What you will do. Your task is to give the number of lines below that contain "pale". Give no other text.

Material shown.

Segment Open

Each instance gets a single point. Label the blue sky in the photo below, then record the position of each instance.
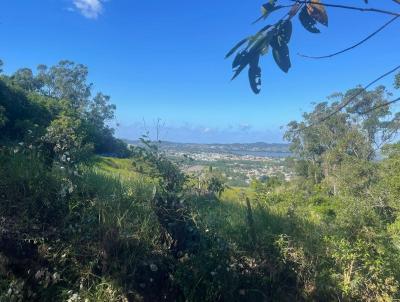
(165, 59)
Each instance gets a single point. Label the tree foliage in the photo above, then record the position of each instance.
(275, 37)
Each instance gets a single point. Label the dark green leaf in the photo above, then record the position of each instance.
(255, 74)
(281, 57)
(236, 47)
(307, 21)
(285, 32)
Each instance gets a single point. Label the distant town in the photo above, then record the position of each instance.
(239, 164)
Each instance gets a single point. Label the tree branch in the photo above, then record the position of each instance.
(381, 105)
(353, 46)
(346, 103)
(361, 9)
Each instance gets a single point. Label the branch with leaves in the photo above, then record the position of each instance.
(276, 37)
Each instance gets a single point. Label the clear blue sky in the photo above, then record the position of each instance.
(165, 59)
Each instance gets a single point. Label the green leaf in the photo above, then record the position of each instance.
(236, 47)
(255, 74)
(317, 11)
(267, 9)
(285, 32)
(307, 21)
(281, 57)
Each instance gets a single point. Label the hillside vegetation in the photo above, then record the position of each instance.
(84, 218)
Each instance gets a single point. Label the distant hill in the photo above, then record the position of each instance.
(221, 148)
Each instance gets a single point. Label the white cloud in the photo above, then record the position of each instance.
(89, 8)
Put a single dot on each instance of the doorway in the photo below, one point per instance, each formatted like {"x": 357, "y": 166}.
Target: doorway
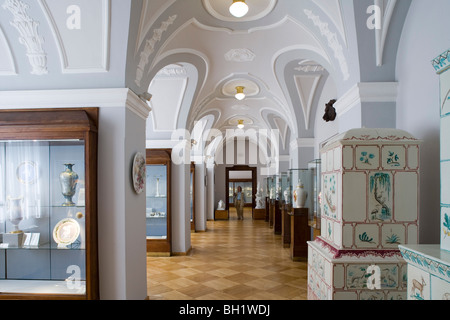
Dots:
{"x": 244, "y": 176}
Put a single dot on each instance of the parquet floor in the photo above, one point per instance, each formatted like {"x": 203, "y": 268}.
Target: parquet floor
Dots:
{"x": 232, "y": 260}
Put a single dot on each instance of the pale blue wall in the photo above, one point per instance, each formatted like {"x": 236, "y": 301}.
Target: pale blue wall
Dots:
{"x": 424, "y": 37}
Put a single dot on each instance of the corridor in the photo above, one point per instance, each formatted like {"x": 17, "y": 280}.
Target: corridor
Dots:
{"x": 233, "y": 260}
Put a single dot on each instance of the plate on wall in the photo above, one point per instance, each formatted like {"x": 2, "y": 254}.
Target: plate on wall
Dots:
{"x": 138, "y": 173}
{"x": 66, "y": 231}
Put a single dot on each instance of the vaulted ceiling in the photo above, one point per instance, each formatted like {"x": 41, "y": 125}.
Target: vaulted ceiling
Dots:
{"x": 292, "y": 56}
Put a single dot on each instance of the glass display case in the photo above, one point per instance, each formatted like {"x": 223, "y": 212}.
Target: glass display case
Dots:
{"x": 271, "y": 187}
{"x": 192, "y": 195}
{"x": 315, "y": 212}
{"x": 48, "y": 204}
{"x": 285, "y": 187}
{"x": 301, "y": 188}
{"x": 158, "y": 200}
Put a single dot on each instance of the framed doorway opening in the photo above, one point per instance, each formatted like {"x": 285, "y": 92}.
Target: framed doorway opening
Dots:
{"x": 244, "y": 176}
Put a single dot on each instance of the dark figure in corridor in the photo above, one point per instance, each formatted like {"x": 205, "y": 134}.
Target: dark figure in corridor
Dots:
{"x": 239, "y": 202}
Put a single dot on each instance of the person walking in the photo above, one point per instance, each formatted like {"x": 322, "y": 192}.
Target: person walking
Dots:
{"x": 239, "y": 201}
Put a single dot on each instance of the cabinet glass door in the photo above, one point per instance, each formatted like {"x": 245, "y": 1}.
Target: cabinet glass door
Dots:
{"x": 156, "y": 211}
{"x": 42, "y": 217}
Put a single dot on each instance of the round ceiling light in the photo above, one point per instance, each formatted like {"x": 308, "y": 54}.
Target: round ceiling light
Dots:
{"x": 239, "y": 8}
{"x": 240, "y": 95}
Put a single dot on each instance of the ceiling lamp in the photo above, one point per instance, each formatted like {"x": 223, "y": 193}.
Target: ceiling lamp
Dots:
{"x": 240, "y": 95}
{"x": 239, "y": 8}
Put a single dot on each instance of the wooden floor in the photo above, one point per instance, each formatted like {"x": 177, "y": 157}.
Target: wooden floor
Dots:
{"x": 232, "y": 260}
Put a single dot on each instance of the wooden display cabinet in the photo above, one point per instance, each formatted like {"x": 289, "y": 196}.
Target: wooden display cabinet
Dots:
{"x": 158, "y": 202}
{"x": 48, "y": 204}
{"x": 300, "y": 234}
{"x": 192, "y": 196}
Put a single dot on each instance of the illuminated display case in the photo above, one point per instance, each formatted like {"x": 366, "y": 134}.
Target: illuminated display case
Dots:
{"x": 301, "y": 188}
{"x": 48, "y": 204}
{"x": 315, "y": 212}
{"x": 158, "y": 195}
{"x": 285, "y": 188}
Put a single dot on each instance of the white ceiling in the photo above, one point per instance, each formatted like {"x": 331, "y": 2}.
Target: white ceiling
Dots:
{"x": 240, "y": 52}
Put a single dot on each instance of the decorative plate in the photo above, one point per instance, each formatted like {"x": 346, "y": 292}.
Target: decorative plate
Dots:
{"x": 26, "y": 172}
{"x": 139, "y": 173}
{"x": 66, "y": 231}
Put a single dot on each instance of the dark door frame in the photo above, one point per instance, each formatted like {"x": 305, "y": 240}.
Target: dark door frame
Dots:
{"x": 227, "y": 182}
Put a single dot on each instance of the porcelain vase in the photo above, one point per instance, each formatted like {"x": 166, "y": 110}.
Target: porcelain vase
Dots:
{"x": 68, "y": 179}
{"x": 14, "y": 208}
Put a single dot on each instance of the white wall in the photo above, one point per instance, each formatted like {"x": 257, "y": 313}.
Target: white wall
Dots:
{"x": 424, "y": 37}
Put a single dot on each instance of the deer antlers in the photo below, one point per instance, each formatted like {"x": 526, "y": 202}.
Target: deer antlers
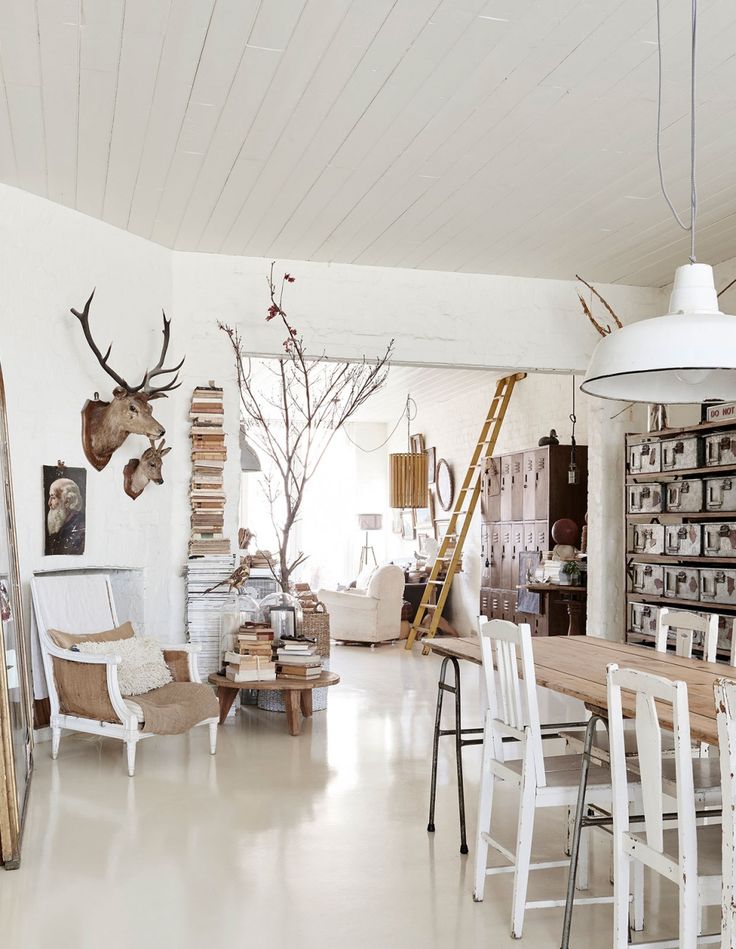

Segment Closed

Written response. 2